RECORDS FOR THIS EXERCISE:

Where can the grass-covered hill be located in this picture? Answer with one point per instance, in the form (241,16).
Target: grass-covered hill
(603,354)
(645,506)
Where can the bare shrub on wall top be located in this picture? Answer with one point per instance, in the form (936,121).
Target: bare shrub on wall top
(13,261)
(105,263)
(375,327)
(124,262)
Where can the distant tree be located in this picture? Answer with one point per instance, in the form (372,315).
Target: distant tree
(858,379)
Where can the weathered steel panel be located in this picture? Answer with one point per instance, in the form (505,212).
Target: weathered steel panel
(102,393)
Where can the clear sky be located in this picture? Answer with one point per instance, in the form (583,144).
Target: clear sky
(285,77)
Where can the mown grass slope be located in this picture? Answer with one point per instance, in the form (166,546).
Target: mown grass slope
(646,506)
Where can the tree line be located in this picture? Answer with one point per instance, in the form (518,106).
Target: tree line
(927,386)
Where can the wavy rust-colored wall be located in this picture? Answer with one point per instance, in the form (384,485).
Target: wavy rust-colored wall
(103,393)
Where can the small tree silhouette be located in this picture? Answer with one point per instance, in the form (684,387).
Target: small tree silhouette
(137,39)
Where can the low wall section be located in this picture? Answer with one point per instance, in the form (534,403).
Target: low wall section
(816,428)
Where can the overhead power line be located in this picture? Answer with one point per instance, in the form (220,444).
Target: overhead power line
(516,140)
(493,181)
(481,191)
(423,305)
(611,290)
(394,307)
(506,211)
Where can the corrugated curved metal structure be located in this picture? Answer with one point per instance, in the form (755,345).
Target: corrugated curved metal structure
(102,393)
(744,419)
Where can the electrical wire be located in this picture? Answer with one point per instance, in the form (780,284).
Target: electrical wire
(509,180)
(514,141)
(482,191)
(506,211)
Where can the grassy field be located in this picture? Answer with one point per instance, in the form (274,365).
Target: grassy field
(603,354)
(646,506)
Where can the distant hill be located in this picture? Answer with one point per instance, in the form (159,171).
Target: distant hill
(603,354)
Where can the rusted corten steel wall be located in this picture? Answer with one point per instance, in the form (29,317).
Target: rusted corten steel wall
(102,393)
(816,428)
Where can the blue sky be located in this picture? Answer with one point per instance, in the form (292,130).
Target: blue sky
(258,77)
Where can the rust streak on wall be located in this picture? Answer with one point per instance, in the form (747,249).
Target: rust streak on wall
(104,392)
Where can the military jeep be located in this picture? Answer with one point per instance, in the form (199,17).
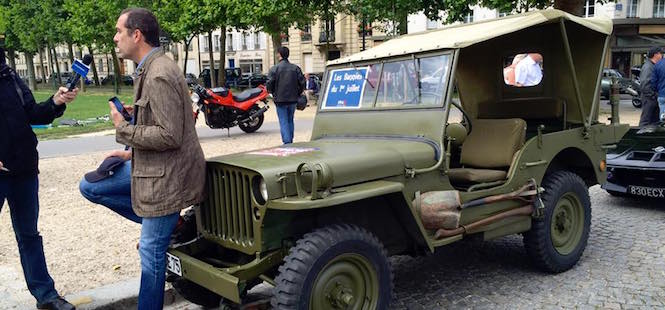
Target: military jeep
(417,143)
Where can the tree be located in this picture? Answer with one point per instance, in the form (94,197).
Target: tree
(274,17)
(93,21)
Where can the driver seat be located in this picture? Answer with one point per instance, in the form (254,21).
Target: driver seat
(488,151)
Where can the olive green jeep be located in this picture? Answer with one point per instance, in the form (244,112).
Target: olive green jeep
(485,129)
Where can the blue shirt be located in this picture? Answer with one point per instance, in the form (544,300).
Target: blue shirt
(658,78)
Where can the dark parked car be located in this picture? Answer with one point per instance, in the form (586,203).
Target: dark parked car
(624,83)
(637,166)
(126,80)
(252,80)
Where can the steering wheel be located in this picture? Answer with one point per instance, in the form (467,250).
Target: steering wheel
(467,120)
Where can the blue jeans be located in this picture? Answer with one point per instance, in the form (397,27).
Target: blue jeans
(114,192)
(154,241)
(285,114)
(21,193)
(661,106)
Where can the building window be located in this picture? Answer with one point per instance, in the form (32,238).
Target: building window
(468,18)
(431,24)
(589,8)
(327,31)
(245,39)
(257,41)
(215,43)
(204,44)
(229,42)
(631,11)
(659,8)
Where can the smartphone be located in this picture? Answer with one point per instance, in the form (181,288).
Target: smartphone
(121,108)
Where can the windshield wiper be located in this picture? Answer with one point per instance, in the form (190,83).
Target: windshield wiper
(358,71)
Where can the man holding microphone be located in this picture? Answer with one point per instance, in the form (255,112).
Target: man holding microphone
(18,174)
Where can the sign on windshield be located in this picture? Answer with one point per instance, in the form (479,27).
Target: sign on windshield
(346,88)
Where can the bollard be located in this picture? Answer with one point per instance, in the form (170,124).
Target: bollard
(615,99)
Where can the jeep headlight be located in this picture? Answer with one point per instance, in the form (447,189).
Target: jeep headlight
(195,97)
(260,190)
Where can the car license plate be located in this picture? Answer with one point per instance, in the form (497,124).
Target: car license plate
(644,191)
(173,264)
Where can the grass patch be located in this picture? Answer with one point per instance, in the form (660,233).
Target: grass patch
(86,108)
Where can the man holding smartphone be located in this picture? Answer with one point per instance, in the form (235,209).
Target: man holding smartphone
(18,175)
(167,167)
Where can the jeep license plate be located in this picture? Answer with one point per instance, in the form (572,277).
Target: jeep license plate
(173,264)
(644,191)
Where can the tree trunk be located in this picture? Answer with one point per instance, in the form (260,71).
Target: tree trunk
(57,65)
(70,50)
(221,77)
(575,7)
(50,63)
(188,43)
(116,71)
(31,70)
(79,55)
(95,76)
(41,66)
(276,44)
(211,56)
(12,58)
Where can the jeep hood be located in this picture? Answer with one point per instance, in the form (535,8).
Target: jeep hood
(351,159)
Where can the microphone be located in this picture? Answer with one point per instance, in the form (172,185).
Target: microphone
(79,69)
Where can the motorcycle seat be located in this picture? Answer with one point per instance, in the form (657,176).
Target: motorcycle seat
(220,91)
(248,94)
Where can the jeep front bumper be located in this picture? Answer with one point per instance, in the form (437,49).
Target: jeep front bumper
(228,282)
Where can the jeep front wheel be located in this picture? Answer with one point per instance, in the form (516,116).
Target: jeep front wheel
(556,242)
(336,267)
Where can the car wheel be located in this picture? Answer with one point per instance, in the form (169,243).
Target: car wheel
(252,125)
(337,267)
(556,242)
(196,294)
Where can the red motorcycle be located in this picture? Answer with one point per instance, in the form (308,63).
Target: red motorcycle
(222,109)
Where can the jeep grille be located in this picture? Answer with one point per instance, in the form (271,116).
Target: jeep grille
(226,214)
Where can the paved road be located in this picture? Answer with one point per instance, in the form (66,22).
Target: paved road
(75,146)
(623,267)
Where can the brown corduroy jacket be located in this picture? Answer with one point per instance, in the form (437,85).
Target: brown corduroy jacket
(168,166)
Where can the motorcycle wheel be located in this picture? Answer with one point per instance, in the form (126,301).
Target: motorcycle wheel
(253,125)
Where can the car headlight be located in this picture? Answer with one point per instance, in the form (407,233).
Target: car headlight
(195,97)
(260,190)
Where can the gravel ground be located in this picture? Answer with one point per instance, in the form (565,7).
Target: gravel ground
(86,245)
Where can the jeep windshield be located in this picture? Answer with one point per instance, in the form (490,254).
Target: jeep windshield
(404,83)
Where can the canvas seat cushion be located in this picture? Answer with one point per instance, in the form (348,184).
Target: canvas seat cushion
(488,151)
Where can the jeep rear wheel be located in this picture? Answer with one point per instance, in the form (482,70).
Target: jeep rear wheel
(337,267)
(556,242)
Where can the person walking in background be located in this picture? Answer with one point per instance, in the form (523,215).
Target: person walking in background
(311,87)
(286,83)
(650,111)
(19,183)
(167,163)
(658,85)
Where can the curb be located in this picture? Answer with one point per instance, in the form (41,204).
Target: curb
(120,295)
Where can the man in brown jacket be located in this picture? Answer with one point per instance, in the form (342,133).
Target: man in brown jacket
(168,167)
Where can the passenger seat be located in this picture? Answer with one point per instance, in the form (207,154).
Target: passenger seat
(488,151)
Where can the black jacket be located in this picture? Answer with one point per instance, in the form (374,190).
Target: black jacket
(285,82)
(18,143)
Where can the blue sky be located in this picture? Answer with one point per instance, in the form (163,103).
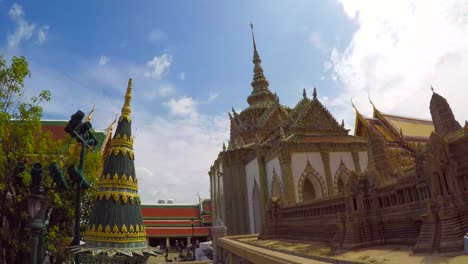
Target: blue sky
(191,61)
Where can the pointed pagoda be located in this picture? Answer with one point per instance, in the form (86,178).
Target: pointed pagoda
(442,115)
(261,94)
(115,229)
(264,111)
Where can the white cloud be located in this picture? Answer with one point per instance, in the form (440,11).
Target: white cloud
(177,155)
(156,36)
(166,89)
(184,106)
(103,60)
(25,30)
(399,49)
(182,76)
(212,96)
(317,41)
(42,34)
(159,66)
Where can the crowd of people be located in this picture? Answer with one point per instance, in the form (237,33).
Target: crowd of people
(188,252)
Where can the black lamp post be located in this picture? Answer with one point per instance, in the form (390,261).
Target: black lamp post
(192,240)
(81,132)
(36,207)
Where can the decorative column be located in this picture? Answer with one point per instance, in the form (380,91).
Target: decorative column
(263,183)
(357,165)
(218,230)
(326,164)
(286,174)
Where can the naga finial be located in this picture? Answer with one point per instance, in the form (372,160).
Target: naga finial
(126,109)
(282,134)
(90,113)
(253,37)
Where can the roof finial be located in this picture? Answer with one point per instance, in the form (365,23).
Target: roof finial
(253,36)
(126,109)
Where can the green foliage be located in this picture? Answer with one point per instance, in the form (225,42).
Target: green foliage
(22,139)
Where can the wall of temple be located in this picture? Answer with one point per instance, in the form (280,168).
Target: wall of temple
(252,178)
(220,192)
(363,159)
(298,164)
(337,157)
(270,165)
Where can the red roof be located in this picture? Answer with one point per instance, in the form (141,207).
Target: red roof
(167,212)
(177,231)
(332,139)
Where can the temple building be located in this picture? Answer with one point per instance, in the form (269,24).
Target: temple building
(296,173)
(301,153)
(187,223)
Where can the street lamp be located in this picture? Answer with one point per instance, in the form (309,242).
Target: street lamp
(81,132)
(191,240)
(36,206)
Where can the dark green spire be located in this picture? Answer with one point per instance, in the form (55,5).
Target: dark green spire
(115,226)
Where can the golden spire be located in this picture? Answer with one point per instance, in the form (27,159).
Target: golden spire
(260,94)
(126,109)
(110,129)
(375,108)
(253,37)
(90,114)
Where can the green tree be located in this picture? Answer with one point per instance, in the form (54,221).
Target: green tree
(22,139)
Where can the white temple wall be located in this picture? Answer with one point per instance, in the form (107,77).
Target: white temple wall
(363,159)
(337,157)
(298,164)
(221,192)
(274,163)
(252,174)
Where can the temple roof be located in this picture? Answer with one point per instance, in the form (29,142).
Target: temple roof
(411,127)
(326,139)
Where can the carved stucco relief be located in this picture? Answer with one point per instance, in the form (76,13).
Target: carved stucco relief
(310,174)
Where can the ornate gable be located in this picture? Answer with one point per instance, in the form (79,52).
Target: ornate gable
(316,118)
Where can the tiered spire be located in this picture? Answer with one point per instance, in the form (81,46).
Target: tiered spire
(442,115)
(115,226)
(260,94)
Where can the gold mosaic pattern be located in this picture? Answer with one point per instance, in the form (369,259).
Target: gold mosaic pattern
(115,234)
(127,182)
(125,196)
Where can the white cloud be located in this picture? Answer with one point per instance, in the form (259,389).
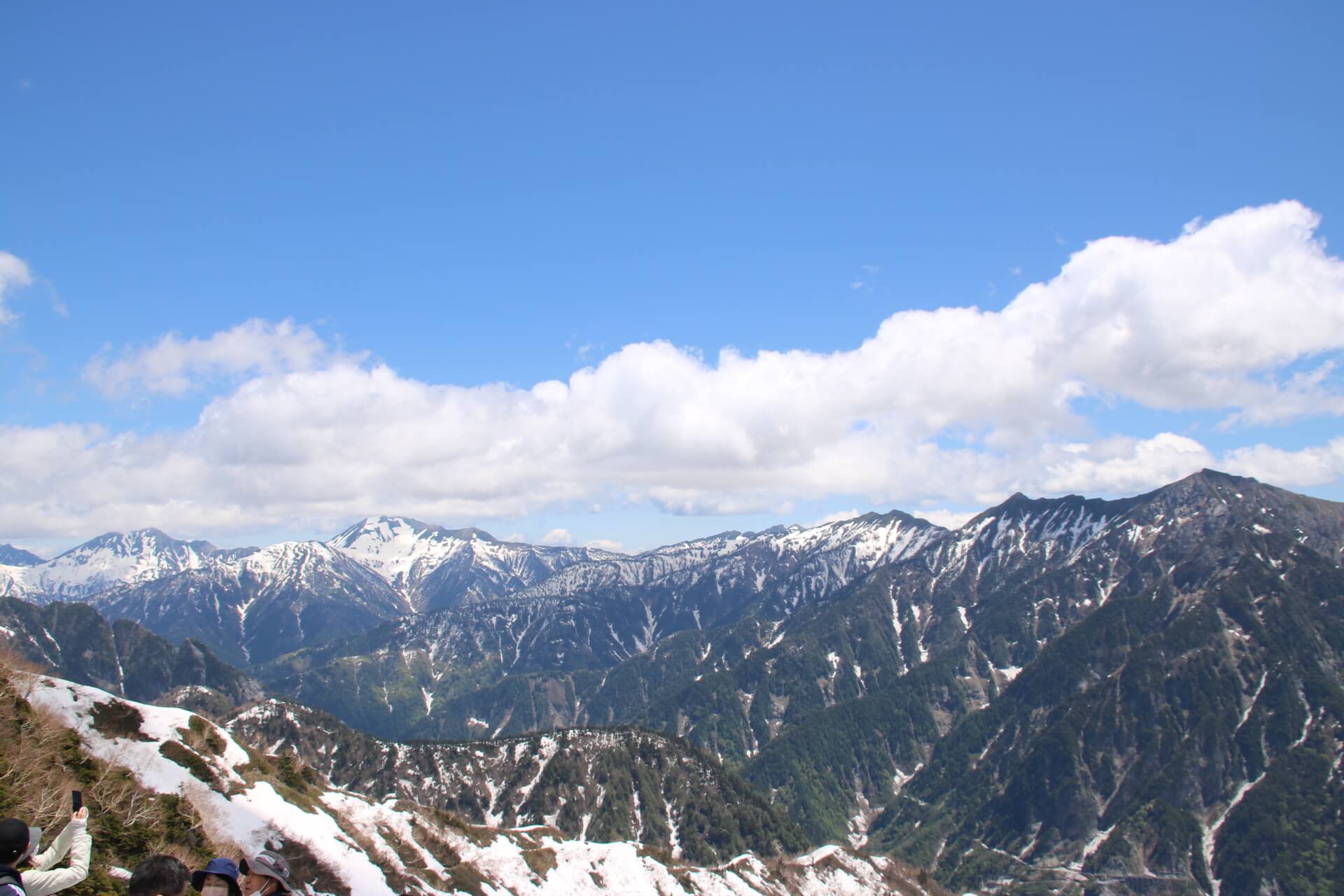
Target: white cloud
(174,365)
(14,274)
(1304,468)
(559,538)
(1211,320)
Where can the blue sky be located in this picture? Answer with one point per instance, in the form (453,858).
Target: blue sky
(487,195)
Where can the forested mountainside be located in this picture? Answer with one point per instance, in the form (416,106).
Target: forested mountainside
(870,692)
(74,641)
(167,780)
(600,785)
(1062,695)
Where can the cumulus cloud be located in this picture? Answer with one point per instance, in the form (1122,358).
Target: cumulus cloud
(14,274)
(174,365)
(949,407)
(559,538)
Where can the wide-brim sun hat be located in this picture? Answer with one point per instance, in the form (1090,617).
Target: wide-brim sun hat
(269,865)
(222,867)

GIVEN TASK:
Produce an exact copy of the lines from the line containing "Where can the temple roof" through the last line of the records, with no pictures and no other text.

OUTPUT FOR THIS TASK:
Where can the temple roof be located in this picture? Answer with one point per instance, in the form (29,142).
Target: temple roof
(411,127)
(326,139)
Where can the carved stucco relief be located in this picture? Answer with one point per instance, in the form (76,13).
Target: carved stucco relief
(310,174)
Where can the ornate gable be located in this picture? Answer with one point per instance, in the form (79,52).
Target: ornate gable
(316,118)
Where can the tiered spire be located in this picture? Answer with one point per instance, in the form (81,46).
Target: tiered spire
(442,115)
(115,226)
(260,94)
Where can the gold mosaic pattern be located in this picture? Answer with one point per instance, in the form (369,259).
Target: gold mosaic pattern
(115,234)
(127,182)
(125,196)
Where can the white cloud be located in this picture? Answer with one point per instance, in the form (259,389).
Target: white cloud
(174,365)
(14,274)
(1304,468)
(559,538)
(1211,320)
Where can the blue sky be located in this picture? Answer with one point per instance, in the form (453,858).
Target: blue sky
(487,195)
Where can the forested mountainside be located in this picture? Answer with one point per instance, in the form (416,106).
Target: forested mountainside
(870,692)
(74,641)
(167,780)
(600,785)
(1062,695)
Where can the cumulus cloud be located in this picture? Answer with one point per instance, in the form (1122,358).
Target: cumulus cloud
(14,274)
(174,365)
(949,407)
(559,538)
Where can the wide-brim sun hat be located in this picture? Answer with one point per instance, in the form (1090,617).
Target: wide-brim sun hat
(269,865)
(222,867)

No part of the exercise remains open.